EXERCISE REQUIREMENTS
**a)** According to the passage on Cuba after the Cold War, when did thousands of people gather in the Malecón in Havana to openly defy the authorities?
**b)** Pick up the passage on Cuban exiles after the Cold War right after its last sentence and keep writing.

SOURCE EXTRACT
###
The post-Cold War sparked new hopes that the end of the Castro regime was near. And so it seemed, given the collapse of the Cuban economy and, especially, when in August 1994 thousands of people congregated in the Malecón in Havana in open defiance of the authorities. However, despite the loss of its allies, the tightening of the embargo and growing discontent among the population, the regime managed to survive. Though the rhetoric of exile changed little, it began to change in practice. Throughout the past decade, the gap between exiles and islanders, which in 1990 seemed unbreachable, has been partially filled by an overlapping and ever-growing network of communications and contacts, including religious encounters, political links, humanitarian aid and cultural, academic and professional exchanges. Majority support for the embargo has not prevented the diaspora from reaching the forefront of constructive commitment to the people of Cuba today.
###
Point placement records
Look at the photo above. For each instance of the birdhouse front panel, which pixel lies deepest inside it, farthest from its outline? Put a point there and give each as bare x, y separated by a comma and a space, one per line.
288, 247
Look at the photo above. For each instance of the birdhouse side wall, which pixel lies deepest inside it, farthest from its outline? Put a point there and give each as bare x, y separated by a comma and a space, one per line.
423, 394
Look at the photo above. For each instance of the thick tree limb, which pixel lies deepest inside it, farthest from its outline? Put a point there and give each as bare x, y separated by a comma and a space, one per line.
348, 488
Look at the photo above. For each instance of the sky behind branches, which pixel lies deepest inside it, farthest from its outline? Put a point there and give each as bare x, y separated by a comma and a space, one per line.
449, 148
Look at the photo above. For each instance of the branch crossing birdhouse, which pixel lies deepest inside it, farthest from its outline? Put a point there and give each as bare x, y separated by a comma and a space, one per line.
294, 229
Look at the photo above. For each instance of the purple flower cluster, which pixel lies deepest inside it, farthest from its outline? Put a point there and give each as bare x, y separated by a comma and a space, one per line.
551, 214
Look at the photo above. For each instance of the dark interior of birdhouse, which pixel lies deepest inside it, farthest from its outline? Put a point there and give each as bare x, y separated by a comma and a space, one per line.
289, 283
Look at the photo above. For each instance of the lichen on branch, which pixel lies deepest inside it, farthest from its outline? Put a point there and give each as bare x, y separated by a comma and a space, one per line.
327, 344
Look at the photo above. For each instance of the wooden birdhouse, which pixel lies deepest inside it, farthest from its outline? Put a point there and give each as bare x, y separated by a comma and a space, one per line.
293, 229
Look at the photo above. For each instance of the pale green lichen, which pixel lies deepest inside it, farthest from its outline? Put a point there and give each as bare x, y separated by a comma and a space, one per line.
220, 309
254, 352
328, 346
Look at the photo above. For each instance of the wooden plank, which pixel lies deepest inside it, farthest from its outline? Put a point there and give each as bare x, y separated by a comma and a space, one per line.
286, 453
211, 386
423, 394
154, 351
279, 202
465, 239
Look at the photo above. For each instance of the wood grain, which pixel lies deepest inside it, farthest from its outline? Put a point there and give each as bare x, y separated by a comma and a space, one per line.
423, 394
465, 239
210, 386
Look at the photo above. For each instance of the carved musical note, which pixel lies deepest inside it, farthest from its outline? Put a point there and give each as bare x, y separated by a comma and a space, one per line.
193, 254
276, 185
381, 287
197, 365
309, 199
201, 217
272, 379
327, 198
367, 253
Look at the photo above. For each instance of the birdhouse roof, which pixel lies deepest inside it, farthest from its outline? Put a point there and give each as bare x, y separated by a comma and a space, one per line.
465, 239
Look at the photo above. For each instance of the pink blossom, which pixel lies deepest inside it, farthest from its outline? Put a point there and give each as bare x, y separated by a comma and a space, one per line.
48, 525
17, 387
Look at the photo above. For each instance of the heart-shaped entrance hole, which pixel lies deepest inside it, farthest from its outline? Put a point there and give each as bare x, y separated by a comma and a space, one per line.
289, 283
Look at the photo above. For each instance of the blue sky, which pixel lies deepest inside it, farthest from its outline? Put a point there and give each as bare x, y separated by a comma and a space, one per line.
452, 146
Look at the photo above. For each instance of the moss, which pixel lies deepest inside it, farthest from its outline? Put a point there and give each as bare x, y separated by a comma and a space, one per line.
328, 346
###
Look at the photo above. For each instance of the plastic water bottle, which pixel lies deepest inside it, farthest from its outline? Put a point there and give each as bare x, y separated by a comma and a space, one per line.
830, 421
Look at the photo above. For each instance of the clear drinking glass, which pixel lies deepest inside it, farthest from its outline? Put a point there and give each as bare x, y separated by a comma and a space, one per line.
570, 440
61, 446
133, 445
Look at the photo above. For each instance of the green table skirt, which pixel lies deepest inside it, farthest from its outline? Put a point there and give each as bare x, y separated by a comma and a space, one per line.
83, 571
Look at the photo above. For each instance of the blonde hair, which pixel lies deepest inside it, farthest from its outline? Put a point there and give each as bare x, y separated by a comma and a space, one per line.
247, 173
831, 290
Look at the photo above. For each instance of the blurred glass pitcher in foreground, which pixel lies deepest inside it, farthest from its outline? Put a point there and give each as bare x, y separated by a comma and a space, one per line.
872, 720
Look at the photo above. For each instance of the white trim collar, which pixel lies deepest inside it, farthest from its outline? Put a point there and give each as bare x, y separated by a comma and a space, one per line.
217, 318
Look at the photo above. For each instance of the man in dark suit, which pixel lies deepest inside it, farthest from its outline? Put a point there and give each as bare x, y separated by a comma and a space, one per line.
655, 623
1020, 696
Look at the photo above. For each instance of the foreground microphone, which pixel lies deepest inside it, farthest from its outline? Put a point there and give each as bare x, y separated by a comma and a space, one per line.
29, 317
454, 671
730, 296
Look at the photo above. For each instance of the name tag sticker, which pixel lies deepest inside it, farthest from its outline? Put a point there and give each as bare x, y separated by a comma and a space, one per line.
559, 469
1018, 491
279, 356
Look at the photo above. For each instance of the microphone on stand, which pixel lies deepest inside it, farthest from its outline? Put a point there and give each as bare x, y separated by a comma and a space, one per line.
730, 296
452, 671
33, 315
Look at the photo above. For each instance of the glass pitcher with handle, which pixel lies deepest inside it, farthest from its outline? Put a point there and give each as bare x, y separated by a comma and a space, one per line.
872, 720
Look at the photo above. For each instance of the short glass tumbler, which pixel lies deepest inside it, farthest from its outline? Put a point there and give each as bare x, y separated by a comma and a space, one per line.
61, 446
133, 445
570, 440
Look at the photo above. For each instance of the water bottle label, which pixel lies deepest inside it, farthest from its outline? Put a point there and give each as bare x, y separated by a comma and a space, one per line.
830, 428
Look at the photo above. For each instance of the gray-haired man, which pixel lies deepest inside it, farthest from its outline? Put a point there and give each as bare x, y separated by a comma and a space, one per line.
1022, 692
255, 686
###
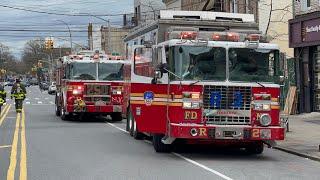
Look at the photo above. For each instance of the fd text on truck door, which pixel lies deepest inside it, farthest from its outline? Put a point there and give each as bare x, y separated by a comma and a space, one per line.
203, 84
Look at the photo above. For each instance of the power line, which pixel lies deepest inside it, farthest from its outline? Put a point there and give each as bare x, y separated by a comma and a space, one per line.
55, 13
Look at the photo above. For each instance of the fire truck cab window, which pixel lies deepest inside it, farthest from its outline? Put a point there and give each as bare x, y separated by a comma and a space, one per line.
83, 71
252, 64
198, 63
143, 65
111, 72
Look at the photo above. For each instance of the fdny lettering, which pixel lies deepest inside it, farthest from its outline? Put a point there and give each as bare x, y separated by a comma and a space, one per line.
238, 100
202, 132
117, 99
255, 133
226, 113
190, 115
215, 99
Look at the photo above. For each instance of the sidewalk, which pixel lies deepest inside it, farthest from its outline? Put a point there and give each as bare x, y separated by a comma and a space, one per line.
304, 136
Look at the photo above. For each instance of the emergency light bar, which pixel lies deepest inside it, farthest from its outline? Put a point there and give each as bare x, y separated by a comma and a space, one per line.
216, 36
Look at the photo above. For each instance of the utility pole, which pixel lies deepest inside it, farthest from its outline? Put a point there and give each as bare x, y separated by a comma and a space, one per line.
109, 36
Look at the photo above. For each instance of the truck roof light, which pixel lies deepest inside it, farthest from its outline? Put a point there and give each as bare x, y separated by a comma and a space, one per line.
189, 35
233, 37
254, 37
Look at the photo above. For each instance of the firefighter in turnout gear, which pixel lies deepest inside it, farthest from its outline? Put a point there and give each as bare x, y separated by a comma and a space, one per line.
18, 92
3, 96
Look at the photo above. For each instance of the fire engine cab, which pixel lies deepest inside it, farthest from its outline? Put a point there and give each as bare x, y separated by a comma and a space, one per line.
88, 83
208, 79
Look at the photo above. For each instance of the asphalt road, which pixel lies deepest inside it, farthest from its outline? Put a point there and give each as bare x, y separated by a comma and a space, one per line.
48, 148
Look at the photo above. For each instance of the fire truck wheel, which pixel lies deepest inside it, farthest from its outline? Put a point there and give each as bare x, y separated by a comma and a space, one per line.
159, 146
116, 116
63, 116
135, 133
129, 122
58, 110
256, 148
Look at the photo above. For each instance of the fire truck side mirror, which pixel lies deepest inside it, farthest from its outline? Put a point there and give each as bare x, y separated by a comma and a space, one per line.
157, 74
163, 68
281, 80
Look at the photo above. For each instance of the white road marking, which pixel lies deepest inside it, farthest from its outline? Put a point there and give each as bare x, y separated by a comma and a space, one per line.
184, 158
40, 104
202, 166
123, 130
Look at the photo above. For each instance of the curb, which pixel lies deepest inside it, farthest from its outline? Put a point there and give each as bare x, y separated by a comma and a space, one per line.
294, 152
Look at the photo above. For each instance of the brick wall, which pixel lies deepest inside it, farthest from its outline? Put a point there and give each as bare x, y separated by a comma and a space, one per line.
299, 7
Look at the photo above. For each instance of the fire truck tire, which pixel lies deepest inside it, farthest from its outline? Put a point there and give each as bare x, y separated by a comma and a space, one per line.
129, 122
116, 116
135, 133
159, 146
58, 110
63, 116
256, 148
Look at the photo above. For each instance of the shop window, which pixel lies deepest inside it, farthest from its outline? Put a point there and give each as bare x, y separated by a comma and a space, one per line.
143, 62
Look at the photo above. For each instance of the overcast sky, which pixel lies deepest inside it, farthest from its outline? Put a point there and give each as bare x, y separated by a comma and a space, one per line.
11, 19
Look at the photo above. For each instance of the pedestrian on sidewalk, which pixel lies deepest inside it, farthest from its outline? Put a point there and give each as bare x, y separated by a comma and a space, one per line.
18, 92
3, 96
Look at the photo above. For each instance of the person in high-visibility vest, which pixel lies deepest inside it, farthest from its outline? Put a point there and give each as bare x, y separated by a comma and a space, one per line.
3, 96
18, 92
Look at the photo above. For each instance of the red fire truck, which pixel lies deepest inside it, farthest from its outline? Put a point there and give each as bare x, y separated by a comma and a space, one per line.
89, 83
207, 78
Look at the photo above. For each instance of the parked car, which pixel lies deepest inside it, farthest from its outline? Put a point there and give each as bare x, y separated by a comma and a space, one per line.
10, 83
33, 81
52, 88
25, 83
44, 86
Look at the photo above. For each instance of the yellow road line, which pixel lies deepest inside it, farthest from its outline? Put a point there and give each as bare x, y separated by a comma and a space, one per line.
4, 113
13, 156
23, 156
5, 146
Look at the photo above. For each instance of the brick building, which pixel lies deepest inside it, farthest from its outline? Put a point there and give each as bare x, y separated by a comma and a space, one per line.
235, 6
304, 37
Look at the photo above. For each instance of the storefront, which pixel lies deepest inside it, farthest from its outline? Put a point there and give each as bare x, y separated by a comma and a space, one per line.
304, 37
###
TASK RESPONSES
**a)** In August 1994.

**b)**
In the wake of the crisis surrounding Elián González, the transition in Cuban Miami took flight (It was already underway at the time, though this was not reflected due to the overreaction of exiles regarding the final destination of the boat child.) Two factors explain this. First, this reaction was a political error, since it was quite unlikely that the child could stay in the U.S., given the positions of the father, Washington and Havana. The result was to distract international attention from the lack of democracy in Cuba –where it was focused after the Ibero-American summit that ended in Havana a few days before Elián appeared in Florida– focusing it instead on the “Miami mafia”. Since then, large sectors of the community in exile have done a better job of calibrating their responses to recurrent crises in their relations with the Cuban government. The fact that, for example, the Bush Administration has not cancelled the remittances and family reunification visits after the recent wave of repression in Cuba is due in part to the many diverse responses provided by Cuban Miami, almost all highlighting the importance of maintaining and increasing contacts with Cuban civil society.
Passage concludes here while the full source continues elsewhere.